# [AIM OF THE TASK]
Please copy every line below that contains the string "object".

━━ DATA SECTION ━━

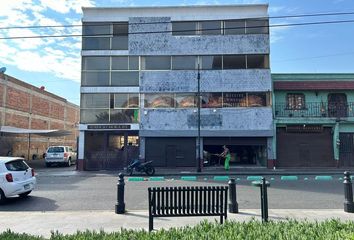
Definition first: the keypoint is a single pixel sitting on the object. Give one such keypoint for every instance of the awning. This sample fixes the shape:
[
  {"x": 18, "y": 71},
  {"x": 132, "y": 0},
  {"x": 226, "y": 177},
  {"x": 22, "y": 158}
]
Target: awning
[{"x": 47, "y": 133}]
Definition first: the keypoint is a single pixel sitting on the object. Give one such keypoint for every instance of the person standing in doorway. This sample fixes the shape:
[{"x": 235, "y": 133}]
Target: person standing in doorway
[{"x": 226, "y": 154}]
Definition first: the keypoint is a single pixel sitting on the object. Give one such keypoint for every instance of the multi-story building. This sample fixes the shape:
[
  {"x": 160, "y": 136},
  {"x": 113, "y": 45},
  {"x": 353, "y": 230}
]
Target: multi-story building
[
  {"x": 314, "y": 118},
  {"x": 26, "y": 108},
  {"x": 139, "y": 87}
]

━━━

# [WRITTEN RESPONSE]
Definition first: the keypoint is a single pixel sitting on the object. Give one such keypoint for every instance of the awning. This sample fixes the shape:
Definition first: the keypoint is a single pixel sitting on the object. Give one such keypoint for every instance of the person standing in doorway. This sample fixes the shape:
Definition first: the keypoint is a single pixel sitting on the object. Give one such keypoint for every instance of the multi-story building. This sample fixes the shape:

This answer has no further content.